EXCERPTED DATA START
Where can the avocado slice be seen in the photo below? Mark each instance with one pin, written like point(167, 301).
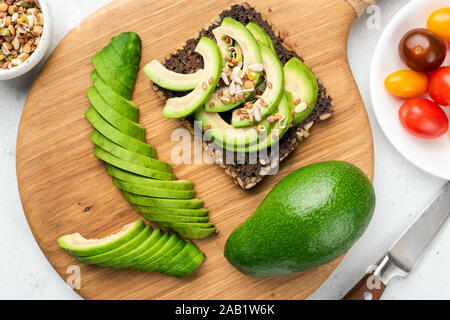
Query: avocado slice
point(125, 107)
point(170, 80)
point(175, 219)
point(250, 52)
point(108, 70)
point(181, 107)
point(152, 252)
point(118, 137)
point(277, 130)
point(129, 166)
point(117, 252)
point(186, 267)
point(223, 134)
point(170, 250)
point(77, 245)
point(116, 62)
point(271, 96)
point(117, 81)
point(171, 211)
point(129, 259)
point(162, 203)
point(163, 248)
point(191, 232)
point(315, 214)
point(115, 85)
point(261, 35)
point(139, 159)
point(302, 83)
point(118, 121)
point(128, 46)
point(138, 179)
point(153, 192)
point(194, 225)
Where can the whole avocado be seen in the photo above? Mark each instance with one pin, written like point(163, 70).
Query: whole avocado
point(309, 218)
EXCERPTED DATA END
§ REQUIRED WORK
Reproduce the whole of the data, word for word, and omit its pictures.

§ TASK RESULT
Where can the avocado slice be seen in the photo below? Mark each instance with one pin, written like point(167, 301).
Query: avocado slice
point(125, 107)
point(170, 80)
point(175, 219)
point(250, 52)
point(108, 70)
point(181, 107)
point(152, 252)
point(118, 137)
point(277, 130)
point(129, 166)
point(117, 252)
point(186, 267)
point(223, 134)
point(170, 250)
point(77, 245)
point(116, 62)
point(271, 96)
point(117, 81)
point(171, 211)
point(129, 259)
point(162, 203)
point(163, 248)
point(191, 232)
point(315, 214)
point(115, 85)
point(261, 35)
point(139, 159)
point(302, 83)
point(118, 121)
point(128, 46)
point(138, 179)
point(153, 192)
point(194, 225)
Where can the whole avocado be seen in the photo above? Mark each instance with one pin, written like point(163, 70).
Query: whole avocado
point(309, 218)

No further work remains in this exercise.